Excerpt:
The regular and specific characteristics of the human brain do not appear in the fetus until about the thirtieth week of gestation, that is, at the beginning of the third trimester. An embryo and a fetus are human life in potency, in process, under way. They are seeds with the capacity of becoming trees, but they are not yet trees. Do we really have the obligation to transform every seed into a tree?

When human life begins to have a “soul”
Where science asks when life begins to be human, “religion” asks when God “infuses the soul” into the body of a human being. This question is answered differently in different religions and has also had a variety of answers in the course of the history of Christian theology.
First we need to understand what the “soul” is: how do we define it? For the Brazilian Catholic theologian Ivone Gebara, the soul is the metaphor that seeks to express what is most profound in us. It is a metaphor that seeks to reveal our most beautiful desires and our personal hopes. The soul is the poetic way of speaking about our dreams, our utopias, our aspirations, our intimacy.
We may also answer that the “soul” is what makes us human, or that the “soul” is rooted in the brain. There will never be a way to prove the exact moment when a human being “receives the soul” – because such a “moment” does not exist.
In the different religions, and even in Christianity, there have been wide-ranging opinions and tremendous debates on this matter. And the question remains open. For that reason people hold a variety of views about abortion, including Christians and other religious people.
In western Christian culture it was thought for a long while that the human body acquired a soul 40 days after being conceived. This idea was influenced by the symbolic importance that the number 40 has in the Bible. Some of the more misogynist theologians held that if the new being conceived was female, then the soul was not infused until after 80 days. Such calculations were not only ideological, but quite inaccurate: since the masculine semen was something observable, the role of the woman in procreation was considered totally “passive”; she was simply a recipient of the male sperm. The existence of the female ovum was not demonstrated scientifically until 1827.
Augustine of Hippo (4th century) and Thomas Aquinas (13th century), the two most influential theologians in the history of Catholic theology, speculated about this without much scientific knowledge. Augustine stated: According to Christian law, abortion is not considered homicide in the early stage because a body lacking in sensation cannot be said to have a soul. Thomas held the opinion that the soul was not received into the body at the first moment, but at some later point. He was one of those who set the “infusion of the soul” at 40 days for boys and at 80 days for girls. Thomas Aquinas considered a woman to be a “botched man”.
When microscopes were developed in the 17th century, the ever misogynist theologians “demonstrated” that the soul resided in the sperm. Observing the sperms’ movement and finding them to be shaped like “little men”, they theorized that those little males, tiny but already endowed with souls, were nourished by the menstrual blood of the mother. Later on they considered that there was a soul only after the fetus had a “human form”, or when the mother felt its movements. Some also thought that God infused the soul at the very moment of birth.

Excerpted records:

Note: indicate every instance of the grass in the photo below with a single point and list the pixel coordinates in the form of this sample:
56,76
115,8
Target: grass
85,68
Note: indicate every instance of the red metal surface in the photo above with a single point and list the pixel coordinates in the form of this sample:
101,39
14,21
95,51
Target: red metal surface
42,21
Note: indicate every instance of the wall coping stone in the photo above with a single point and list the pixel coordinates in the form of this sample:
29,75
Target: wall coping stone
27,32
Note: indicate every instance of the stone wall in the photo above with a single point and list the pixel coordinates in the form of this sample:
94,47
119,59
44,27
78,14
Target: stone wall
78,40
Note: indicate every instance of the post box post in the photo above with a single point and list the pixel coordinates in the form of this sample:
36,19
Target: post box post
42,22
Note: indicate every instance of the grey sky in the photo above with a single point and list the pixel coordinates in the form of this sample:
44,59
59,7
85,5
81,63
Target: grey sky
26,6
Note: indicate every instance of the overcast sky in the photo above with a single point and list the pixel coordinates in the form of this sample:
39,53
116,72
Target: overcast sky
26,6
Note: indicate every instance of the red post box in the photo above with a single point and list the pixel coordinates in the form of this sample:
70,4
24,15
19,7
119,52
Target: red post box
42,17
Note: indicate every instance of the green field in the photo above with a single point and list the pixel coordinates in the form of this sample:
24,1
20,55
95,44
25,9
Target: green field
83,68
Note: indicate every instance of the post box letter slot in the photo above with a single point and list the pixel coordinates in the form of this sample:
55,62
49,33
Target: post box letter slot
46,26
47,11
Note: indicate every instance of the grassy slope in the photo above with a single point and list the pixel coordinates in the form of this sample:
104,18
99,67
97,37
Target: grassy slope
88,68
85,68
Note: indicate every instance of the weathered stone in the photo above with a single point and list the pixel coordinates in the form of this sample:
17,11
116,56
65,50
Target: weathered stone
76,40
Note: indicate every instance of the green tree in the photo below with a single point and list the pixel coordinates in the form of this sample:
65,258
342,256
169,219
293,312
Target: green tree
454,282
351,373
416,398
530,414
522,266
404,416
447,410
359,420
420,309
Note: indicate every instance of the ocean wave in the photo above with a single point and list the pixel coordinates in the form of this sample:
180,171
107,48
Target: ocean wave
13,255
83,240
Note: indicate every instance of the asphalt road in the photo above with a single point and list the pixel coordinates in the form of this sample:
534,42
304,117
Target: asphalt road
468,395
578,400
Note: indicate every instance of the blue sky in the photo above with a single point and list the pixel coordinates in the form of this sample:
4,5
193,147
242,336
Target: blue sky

Task to complete:
In the excerpt about when human life gets a soul, what year was the female ovum first shown to exist scientifically?

Result of the task:
1827